═══ Task material

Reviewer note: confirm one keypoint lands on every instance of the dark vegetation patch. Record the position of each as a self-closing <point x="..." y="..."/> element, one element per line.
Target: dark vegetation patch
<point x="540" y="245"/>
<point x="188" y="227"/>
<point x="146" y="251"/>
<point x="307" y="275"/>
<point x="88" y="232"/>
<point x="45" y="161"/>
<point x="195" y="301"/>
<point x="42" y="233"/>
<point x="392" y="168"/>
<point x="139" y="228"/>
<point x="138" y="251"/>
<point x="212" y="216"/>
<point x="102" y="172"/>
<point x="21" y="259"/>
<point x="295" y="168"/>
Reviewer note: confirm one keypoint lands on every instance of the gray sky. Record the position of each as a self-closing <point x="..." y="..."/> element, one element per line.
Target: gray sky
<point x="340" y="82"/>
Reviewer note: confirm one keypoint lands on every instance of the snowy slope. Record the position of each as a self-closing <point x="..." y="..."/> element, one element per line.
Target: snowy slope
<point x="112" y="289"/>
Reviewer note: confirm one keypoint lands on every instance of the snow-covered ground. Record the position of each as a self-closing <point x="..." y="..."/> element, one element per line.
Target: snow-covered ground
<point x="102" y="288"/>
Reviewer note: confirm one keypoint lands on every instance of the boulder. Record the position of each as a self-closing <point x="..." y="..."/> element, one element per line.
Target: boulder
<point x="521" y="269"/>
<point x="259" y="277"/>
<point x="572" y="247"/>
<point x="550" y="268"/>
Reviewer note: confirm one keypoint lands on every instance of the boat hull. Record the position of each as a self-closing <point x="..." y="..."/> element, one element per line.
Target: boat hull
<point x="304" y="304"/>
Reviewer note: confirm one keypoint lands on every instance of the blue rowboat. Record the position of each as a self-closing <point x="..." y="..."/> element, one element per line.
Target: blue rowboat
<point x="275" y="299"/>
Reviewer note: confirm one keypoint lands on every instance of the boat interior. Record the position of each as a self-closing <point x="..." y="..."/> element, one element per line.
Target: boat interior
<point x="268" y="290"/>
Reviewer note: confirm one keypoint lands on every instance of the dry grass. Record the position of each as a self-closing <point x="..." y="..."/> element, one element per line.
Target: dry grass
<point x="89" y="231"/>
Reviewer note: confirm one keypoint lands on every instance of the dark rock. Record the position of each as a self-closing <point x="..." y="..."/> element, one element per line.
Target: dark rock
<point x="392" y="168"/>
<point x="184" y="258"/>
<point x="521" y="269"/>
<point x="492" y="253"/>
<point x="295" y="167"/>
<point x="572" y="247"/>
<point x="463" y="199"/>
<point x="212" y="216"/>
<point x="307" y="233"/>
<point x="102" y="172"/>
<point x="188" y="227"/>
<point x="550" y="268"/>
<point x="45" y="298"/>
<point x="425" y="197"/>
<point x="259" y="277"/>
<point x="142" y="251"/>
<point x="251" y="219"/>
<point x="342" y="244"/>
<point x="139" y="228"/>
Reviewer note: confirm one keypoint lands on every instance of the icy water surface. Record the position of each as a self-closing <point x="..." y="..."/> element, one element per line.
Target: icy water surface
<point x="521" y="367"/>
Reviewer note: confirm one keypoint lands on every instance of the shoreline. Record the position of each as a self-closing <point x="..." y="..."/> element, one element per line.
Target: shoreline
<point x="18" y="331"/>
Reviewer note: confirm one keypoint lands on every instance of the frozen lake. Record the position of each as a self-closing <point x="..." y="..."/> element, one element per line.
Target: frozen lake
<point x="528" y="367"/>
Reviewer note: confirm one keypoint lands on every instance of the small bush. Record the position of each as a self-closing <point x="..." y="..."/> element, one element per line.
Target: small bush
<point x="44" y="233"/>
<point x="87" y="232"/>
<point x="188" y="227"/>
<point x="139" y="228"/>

══════

* **The task**
Could you retype every line of the items above without changing anything, keeping them in the same order?

* **Finished answer**
Reviewer note: confirm one keypoint lands on every instance of the dark vegetation patch. Record the position of each as a self-closing <point x="..." y="..."/> element, one element per line.
Target: dark vegetation patch
<point x="540" y="245"/>
<point x="188" y="227"/>
<point x="146" y="251"/>
<point x="307" y="275"/>
<point x="88" y="232"/>
<point x="45" y="161"/>
<point x="195" y="301"/>
<point x="42" y="233"/>
<point x="392" y="168"/>
<point x="139" y="228"/>
<point x="138" y="251"/>
<point x="212" y="216"/>
<point x="102" y="172"/>
<point x="21" y="259"/>
<point x="295" y="168"/>
Reviewer note: confirm one keypoint lands on every instance of the gray sky. Record the position of each as a self-closing <point x="..." y="..."/> element, one element per line.
Target: gray sky
<point x="340" y="82"/>
Reviewer note: confirm one keypoint lands on every instance of the snowy slope. Record the position of each as a self-closing <point x="..." y="..."/> element, one element per line.
Target: snowy slope
<point x="112" y="289"/>
Reviewer note: confirm one keypoint lands on every instance of the snow-covered ground. Record the position of each as a self-closing <point x="..." y="..."/> element, one element per line.
Target: snow-covered ground
<point x="102" y="288"/>
Reviewer note: confirm one keypoint lands on every instance of the boulder. Record the position of each as a self-closing <point x="..." y="..."/> element, one element per line.
Target: boulder
<point x="521" y="269"/>
<point x="259" y="277"/>
<point x="572" y="247"/>
<point x="550" y="268"/>
Reviewer note: confirm one keypoint lands on every instance of the boat hull. Record the position of each as a self-closing <point x="..." y="..."/> element, one element per line.
Target: boat hull
<point x="304" y="304"/>
Reviewer note: confirm one keypoint lands on every instance of the blue rowboat. Record the position of each as a self-closing <point x="..." y="..."/> element, one element per line.
Target: blue rowboat
<point x="275" y="299"/>
Reviewer note: confirm one keypoint lands on every instance of the boat interior. Record the position of each as a self-closing <point x="..." y="..."/> element, one element per line.
Target: boat interior
<point x="268" y="290"/>
Reviewer note: confirm one keypoint lands on every instance of the dry grass. Record the position of each as a self-closing <point x="..." y="..."/> element, one element per line.
Target: dry grass
<point x="89" y="231"/>
Reviewer note: confirm one keypoint lands on every instance of the dark rock. Record the position of each as a self-closing <point x="..." y="..."/> element, one element per line.
Target: dark rock
<point x="392" y="168"/>
<point x="184" y="258"/>
<point x="521" y="269"/>
<point x="492" y="253"/>
<point x="295" y="167"/>
<point x="572" y="247"/>
<point x="463" y="199"/>
<point x="212" y="216"/>
<point x="307" y="233"/>
<point x="102" y="172"/>
<point x="188" y="227"/>
<point x="550" y="268"/>
<point x="45" y="298"/>
<point x="425" y="197"/>
<point x="259" y="277"/>
<point x="142" y="251"/>
<point x="251" y="219"/>
<point x="342" y="244"/>
<point x="139" y="228"/>
Reviewer note: confirm one keypoint lands on every instance of the icy water surface. Record the position of each as a self-closing <point x="..." y="..."/> element, one element per line.
Target: icy water surface
<point x="521" y="367"/>
Reviewer note: confirm one keypoint lands on every instance of the shoreline. Record the position of each as a self-closing <point x="..." y="..."/> element, one element per line.
Target: shoreline
<point x="18" y="331"/>
Reviewer note: confirm one keypoint lands on every instance of the frozen lake. Record the position of each as a self-closing <point x="..." y="..."/> element, one element per line.
Target: frozen lake
<point x="528" y="367"/>
Reviewer note: confirm one keypoint lands on every instance of the small bush. Record the position of each as a self-closing <point x="..." y="..."/> element, one element per line.
Target: small bush
<point x="44" y="233"/>
<point x="87" y="232"/>
<point x="188" y="227"/>
<point x="139" y="228"/>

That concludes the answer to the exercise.